*Exercise prompt*.
Can you present everything from the line containing "In this exercise you will annotate the large" down through the last of the lines below as a Markdown table with the columns Row and Line, leaving out any blank lines?

:: Dataset entries

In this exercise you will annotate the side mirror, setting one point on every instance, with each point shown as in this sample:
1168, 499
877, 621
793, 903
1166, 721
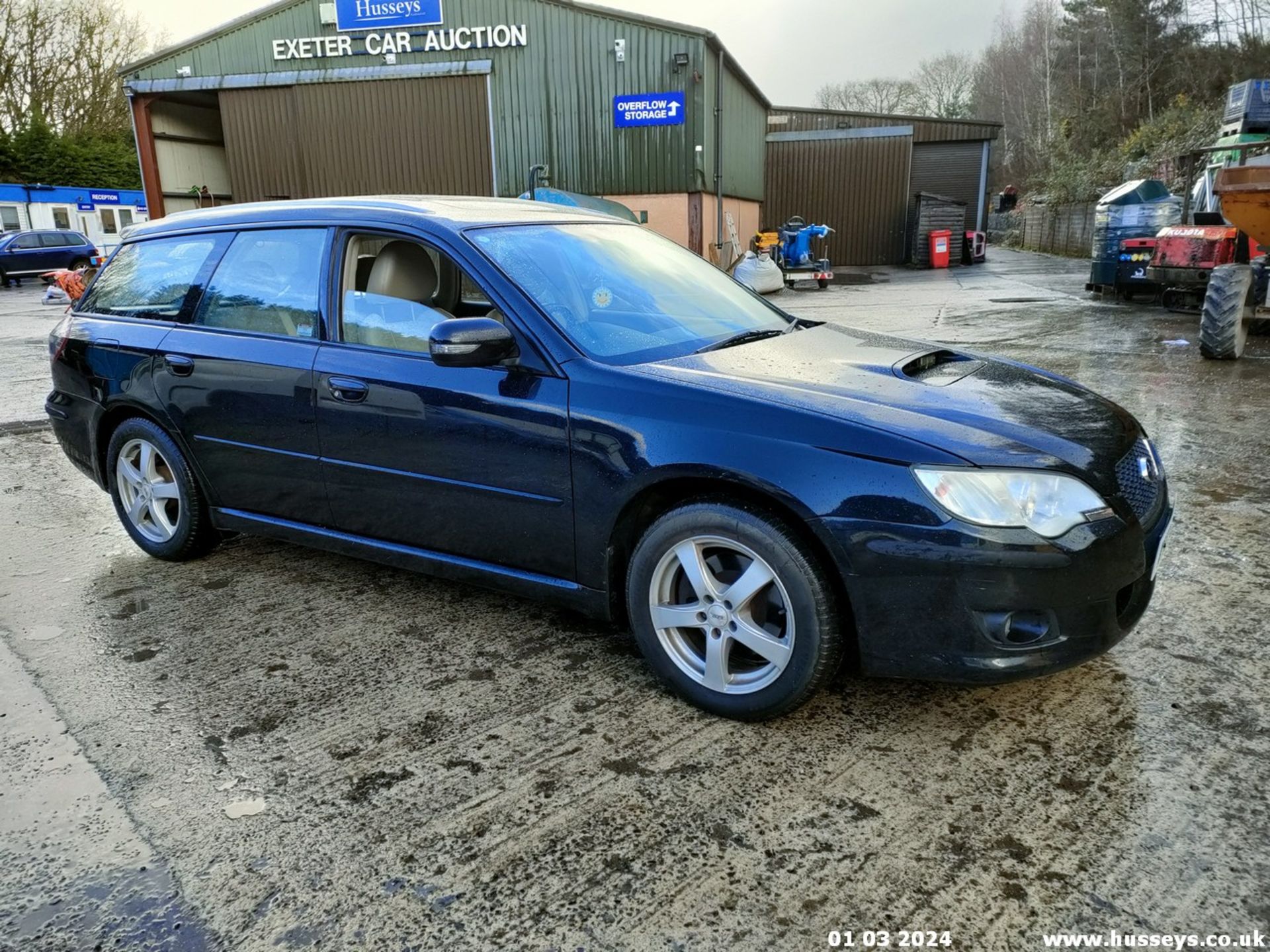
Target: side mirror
472, 342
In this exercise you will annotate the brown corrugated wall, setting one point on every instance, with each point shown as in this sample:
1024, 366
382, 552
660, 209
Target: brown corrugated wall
925, 128
408, 136
859, 187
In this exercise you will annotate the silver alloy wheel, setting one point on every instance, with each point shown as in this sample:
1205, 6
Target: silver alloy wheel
722, 615
149, 491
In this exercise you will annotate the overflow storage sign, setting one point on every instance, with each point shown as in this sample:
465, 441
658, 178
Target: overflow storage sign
650, 110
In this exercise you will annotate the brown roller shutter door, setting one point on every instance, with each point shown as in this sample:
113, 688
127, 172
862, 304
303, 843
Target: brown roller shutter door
951, 169
409, 136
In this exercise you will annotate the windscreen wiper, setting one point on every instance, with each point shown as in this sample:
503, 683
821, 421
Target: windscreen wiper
746, 337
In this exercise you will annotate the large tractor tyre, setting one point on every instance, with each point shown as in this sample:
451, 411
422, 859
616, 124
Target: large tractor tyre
1260, 327
1223, 329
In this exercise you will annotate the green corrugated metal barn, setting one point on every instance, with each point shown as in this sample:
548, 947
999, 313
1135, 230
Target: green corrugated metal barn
305, 98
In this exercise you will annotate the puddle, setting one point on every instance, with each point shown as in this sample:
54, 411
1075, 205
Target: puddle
140, 910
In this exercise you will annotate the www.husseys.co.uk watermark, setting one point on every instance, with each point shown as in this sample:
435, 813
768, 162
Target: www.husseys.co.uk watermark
1150, 939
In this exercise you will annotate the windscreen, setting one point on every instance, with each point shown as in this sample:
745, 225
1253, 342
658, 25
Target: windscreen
622, 294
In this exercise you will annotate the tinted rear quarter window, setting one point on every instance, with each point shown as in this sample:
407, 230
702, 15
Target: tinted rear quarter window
267, 284
150, 278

::::

*Answer to the task*.
| Row | Line |
|---|---|
| 1 | In this exercise you will annotate the large tractor tyre, setting one point on every instance, with each point shown as in this sample: |
| 2 | 451, 411 |
| 3 | 422, 859 |
| 4 | 616, 124 |
| 5 | Target: large tractor tyre |
| 6 | 1260, 327 |
| 7 | 1223, 329 |
| 8 | In this exercise you will annotate the green corrugated metal barn, setting one point on every instance, with each point shown as in this sample: |
| 9 | 548, 947 |
| 10 | 999, 313 |
| 11 | 1135, 230 |
| 12 | Target: green corrugated metal barn |
| 13 | 305, 98 |
| 14 | In this exercise you will annotate the puddle, setting one point on every instance, with each point shown as in this sample: |
| 15 | 54, 411 |
| 16 | 1075, 205 |
| 17 | Target: puddle |
| 18 | 140, 910 |
| 19 | In this exercise you will annotate the www.husseys.co.uk watermark, setting one point on every instance, with each point shown as in this sample: |
| 20 | 435, 813 |
| 21 | 768, 162 |
| 22 | Target: www.husseys.co.uk watermark |
| 23 | 1150, 939 |
| 24 | In this exercise you will annotate the windscreen, setting one point on every instance, with each point shown as in this sample: |
| 25 | 745, 225 |
| 26 | 1253, 342 |
| 27 | 658, 25 |
| 28 | Target: windscreen |
| 29 | 622, 294 |
| 30 | In this exercise you will annotate the tinted rear quarter window, setting one point on every instance, with each point shown as in this sample: |
| 31 | 407, 230 |
| 32 | 702, 15 |
| 33 | Target: tinted rear quarter window |
| 34 | 267, 284 |
| 35 | 150, 278 |